_TASK OBJECTIVE_
Among the lines below, count those with "green". Give only the number.

_INPUT DATA_
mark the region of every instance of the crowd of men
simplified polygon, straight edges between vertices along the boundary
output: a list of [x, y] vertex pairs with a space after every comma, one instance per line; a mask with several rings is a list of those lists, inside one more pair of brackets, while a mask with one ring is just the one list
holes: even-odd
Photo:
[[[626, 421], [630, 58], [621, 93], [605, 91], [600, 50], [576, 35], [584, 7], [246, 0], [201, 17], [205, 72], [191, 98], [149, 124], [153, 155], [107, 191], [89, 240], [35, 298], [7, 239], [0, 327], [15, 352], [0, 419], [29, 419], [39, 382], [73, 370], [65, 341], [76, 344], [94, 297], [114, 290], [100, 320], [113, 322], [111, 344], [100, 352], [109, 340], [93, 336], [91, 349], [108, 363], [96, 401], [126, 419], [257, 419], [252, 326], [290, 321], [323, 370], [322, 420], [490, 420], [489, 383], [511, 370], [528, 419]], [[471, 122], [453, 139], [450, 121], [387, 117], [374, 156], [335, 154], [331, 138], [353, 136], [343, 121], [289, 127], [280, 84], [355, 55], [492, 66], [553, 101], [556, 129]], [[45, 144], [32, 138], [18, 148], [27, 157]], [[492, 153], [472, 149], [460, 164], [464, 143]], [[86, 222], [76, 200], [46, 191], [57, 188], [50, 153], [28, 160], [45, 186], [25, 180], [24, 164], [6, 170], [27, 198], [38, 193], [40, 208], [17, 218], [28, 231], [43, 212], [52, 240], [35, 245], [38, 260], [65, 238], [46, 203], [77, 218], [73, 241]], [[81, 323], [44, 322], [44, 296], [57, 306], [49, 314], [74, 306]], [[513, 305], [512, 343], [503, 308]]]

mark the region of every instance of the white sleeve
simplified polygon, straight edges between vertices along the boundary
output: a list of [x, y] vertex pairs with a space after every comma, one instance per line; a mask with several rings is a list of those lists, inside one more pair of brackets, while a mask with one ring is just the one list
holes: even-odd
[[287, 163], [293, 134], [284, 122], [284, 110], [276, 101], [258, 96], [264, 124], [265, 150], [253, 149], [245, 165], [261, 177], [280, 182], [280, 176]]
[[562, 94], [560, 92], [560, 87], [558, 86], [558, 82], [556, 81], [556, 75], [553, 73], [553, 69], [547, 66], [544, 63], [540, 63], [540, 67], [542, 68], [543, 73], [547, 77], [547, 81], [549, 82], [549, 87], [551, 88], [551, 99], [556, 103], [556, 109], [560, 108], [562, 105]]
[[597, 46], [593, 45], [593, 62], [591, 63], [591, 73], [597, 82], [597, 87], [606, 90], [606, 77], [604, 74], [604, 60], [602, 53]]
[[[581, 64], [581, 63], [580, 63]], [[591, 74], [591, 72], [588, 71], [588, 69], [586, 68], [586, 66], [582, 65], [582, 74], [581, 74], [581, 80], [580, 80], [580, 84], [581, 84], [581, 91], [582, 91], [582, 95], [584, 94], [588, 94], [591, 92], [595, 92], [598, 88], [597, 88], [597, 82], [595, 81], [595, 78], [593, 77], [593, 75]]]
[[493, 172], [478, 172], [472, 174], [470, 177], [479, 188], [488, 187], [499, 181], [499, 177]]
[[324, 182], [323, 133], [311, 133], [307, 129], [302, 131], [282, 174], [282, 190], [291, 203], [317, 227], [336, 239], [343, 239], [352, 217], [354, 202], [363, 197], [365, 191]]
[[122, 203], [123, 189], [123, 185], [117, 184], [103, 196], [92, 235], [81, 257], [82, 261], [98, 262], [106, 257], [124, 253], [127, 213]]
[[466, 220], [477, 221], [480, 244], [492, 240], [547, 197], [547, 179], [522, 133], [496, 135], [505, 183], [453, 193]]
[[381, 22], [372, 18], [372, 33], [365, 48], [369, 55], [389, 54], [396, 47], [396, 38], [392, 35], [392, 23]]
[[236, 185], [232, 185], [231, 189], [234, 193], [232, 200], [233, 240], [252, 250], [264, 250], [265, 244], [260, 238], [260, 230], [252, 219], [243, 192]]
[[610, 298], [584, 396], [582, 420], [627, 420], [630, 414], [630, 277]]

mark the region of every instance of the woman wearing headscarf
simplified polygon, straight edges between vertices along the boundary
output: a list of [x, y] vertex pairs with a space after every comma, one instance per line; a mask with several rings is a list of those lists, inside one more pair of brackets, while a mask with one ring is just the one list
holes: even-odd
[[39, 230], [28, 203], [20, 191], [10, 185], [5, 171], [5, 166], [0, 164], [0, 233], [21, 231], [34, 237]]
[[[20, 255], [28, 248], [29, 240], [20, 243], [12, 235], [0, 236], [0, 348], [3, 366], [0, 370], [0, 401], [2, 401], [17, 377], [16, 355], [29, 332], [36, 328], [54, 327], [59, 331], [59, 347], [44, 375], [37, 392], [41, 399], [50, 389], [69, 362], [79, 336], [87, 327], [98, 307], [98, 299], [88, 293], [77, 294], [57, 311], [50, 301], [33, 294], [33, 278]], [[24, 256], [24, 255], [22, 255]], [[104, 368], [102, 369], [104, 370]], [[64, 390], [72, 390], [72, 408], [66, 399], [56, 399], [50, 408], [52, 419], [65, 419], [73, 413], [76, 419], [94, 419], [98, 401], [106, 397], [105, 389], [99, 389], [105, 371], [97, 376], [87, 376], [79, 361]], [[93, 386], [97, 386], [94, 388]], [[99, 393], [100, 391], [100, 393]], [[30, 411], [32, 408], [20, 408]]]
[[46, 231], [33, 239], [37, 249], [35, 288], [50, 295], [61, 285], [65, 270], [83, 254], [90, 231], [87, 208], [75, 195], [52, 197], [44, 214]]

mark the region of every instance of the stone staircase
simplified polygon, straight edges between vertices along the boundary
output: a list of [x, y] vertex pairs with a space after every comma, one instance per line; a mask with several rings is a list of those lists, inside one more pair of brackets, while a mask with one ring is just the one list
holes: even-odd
--
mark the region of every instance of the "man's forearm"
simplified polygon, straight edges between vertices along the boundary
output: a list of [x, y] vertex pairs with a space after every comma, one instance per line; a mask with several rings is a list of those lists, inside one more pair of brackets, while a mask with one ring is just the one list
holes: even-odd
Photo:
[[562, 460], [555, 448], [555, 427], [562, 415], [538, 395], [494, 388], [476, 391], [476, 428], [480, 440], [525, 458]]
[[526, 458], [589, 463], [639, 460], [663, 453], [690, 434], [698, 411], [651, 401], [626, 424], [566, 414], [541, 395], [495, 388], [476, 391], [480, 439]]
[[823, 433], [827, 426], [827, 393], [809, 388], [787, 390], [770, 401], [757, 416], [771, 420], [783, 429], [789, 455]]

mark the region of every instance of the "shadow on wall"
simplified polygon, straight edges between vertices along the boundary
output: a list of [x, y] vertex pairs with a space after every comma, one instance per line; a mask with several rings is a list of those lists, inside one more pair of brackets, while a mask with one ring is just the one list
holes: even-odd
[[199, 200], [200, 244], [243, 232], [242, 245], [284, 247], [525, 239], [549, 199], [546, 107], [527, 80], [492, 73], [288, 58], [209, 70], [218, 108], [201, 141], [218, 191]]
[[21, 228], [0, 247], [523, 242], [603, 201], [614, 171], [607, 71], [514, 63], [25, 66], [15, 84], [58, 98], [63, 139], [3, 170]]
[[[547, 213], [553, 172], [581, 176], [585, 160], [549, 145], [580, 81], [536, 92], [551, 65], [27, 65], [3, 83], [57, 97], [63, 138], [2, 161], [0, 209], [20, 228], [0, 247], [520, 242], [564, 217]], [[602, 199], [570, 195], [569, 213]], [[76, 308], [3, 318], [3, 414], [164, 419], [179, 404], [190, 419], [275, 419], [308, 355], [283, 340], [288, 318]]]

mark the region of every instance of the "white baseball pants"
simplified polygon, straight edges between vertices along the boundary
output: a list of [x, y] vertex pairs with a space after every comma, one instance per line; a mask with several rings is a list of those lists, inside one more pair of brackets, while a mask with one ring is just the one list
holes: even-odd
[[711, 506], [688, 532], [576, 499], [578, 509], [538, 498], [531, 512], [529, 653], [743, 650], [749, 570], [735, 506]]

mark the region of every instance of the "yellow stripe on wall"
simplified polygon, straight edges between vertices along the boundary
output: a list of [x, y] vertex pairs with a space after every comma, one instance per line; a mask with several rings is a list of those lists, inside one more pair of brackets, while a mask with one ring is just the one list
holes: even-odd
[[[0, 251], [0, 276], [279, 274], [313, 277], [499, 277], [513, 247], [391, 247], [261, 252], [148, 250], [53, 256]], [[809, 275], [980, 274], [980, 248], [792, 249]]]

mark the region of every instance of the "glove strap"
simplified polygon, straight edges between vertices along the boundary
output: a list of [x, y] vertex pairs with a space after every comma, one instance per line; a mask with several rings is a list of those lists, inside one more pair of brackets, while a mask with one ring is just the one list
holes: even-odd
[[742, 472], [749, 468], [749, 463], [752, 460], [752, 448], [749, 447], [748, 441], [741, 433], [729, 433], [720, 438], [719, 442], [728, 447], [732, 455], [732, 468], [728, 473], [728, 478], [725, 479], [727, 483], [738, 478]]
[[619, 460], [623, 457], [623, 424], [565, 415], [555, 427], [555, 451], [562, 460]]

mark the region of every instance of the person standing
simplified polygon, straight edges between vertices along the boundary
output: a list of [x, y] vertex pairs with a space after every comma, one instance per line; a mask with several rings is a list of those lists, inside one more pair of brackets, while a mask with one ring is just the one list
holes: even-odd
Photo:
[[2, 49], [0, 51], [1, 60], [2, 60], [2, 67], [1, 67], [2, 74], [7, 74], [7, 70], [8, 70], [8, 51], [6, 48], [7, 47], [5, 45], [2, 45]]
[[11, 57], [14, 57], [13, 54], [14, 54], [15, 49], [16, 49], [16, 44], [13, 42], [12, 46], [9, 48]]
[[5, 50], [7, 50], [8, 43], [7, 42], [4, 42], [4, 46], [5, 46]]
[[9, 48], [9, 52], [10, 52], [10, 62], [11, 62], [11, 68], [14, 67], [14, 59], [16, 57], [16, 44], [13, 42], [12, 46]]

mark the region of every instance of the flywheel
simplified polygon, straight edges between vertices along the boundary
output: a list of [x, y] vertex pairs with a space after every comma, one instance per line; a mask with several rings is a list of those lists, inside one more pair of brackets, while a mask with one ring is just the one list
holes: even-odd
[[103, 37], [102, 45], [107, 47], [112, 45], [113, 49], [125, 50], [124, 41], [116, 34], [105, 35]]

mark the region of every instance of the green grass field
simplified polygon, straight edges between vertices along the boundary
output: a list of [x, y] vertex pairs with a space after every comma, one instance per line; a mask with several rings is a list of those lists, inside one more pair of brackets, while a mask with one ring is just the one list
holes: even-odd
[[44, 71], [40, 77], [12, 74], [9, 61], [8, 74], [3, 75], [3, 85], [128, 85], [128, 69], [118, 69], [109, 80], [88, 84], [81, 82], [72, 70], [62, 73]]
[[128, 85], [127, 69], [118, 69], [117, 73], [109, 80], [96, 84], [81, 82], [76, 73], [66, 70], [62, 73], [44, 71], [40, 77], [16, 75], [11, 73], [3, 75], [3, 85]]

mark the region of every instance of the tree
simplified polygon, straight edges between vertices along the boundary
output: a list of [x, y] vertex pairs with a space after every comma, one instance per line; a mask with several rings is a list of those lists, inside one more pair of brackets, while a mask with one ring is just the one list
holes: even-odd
--
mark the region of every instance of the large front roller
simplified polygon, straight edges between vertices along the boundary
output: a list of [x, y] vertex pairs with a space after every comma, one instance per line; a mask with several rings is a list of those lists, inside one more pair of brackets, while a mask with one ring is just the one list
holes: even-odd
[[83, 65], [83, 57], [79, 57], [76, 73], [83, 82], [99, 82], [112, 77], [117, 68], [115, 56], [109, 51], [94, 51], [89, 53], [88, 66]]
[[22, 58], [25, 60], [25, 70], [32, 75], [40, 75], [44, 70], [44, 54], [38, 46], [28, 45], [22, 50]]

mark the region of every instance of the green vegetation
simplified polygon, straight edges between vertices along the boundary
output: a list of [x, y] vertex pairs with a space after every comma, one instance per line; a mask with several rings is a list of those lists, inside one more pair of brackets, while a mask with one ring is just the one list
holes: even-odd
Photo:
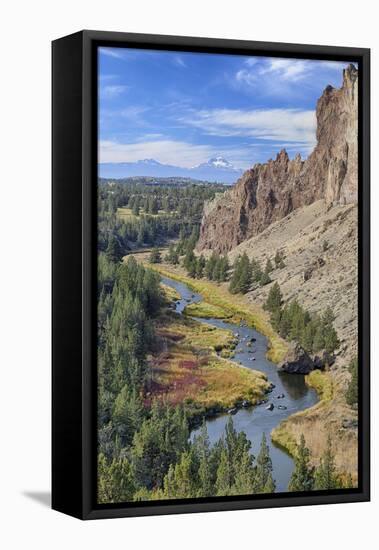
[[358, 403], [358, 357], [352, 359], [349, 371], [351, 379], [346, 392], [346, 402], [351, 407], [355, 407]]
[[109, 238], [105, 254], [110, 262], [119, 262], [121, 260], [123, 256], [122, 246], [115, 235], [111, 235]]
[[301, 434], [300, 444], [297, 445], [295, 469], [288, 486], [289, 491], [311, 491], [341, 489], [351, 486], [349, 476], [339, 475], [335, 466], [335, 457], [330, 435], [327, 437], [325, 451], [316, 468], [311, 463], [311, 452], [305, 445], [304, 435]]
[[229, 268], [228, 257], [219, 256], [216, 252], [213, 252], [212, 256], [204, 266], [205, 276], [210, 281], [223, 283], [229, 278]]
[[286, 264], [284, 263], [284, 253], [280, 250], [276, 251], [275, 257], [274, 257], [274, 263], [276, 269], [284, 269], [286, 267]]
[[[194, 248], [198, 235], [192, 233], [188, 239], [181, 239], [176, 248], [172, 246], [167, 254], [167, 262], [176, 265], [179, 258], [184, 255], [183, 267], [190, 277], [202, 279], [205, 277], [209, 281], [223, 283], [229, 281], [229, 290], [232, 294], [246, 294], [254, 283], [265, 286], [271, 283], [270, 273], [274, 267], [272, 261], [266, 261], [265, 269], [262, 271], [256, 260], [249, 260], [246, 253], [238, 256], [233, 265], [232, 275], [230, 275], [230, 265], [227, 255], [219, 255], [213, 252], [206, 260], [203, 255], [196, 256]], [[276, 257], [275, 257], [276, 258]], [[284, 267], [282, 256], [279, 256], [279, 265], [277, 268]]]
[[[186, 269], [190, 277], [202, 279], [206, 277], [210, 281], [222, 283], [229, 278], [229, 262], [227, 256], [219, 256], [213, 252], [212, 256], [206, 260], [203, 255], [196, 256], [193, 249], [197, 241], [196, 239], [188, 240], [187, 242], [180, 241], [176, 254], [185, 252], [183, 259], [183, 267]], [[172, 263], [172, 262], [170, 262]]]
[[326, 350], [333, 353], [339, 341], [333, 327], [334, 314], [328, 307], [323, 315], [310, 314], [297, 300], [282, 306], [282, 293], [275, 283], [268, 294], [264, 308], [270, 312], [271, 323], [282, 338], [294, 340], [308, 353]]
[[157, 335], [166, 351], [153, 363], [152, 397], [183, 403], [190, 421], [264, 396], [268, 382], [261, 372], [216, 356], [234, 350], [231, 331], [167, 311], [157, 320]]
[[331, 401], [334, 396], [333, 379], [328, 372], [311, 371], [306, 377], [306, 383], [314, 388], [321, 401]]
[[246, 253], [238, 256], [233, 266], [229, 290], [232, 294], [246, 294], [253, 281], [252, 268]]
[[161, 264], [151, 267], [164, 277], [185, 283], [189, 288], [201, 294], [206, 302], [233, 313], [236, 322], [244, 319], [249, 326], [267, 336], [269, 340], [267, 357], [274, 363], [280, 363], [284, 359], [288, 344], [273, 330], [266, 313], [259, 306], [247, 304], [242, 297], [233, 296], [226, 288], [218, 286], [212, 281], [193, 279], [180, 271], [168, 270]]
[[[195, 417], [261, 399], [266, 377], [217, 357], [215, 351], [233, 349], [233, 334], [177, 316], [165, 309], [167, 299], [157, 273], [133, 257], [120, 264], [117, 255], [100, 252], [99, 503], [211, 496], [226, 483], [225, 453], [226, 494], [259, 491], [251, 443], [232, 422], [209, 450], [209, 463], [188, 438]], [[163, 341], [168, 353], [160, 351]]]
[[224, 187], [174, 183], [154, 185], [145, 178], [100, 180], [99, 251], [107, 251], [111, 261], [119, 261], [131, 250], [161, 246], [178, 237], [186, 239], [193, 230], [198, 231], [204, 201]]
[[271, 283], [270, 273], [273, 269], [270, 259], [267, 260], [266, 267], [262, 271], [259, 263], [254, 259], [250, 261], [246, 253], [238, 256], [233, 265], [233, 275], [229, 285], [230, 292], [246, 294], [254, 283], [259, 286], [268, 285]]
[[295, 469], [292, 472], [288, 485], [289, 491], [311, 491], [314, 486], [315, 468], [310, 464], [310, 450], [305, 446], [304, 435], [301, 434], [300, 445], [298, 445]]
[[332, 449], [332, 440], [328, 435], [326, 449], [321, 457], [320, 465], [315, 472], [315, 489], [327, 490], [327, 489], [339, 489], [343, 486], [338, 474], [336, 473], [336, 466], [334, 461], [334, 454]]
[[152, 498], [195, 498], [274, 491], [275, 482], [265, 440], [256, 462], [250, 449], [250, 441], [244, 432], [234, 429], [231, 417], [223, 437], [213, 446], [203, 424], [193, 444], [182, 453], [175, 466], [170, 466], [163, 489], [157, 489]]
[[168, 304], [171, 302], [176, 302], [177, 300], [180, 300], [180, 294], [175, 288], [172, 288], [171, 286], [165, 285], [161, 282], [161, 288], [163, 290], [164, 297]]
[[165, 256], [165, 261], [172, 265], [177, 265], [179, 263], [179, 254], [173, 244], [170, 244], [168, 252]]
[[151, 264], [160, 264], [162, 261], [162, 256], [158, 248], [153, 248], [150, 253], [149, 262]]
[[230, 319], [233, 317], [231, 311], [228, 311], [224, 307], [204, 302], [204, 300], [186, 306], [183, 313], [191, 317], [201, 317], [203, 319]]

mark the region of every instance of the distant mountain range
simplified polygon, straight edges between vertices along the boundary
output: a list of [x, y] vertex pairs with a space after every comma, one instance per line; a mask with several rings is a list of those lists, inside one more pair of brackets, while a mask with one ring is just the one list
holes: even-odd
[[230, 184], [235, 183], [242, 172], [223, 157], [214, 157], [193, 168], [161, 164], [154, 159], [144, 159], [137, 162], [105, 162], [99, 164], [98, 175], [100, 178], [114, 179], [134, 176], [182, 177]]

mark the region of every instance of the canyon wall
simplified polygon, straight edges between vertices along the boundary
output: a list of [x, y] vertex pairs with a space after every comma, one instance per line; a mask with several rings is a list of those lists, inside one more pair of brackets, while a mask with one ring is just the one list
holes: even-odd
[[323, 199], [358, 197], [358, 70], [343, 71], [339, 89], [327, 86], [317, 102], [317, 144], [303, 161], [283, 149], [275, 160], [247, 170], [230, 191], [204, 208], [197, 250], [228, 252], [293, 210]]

_REPLY TO THE EXERCISE_
2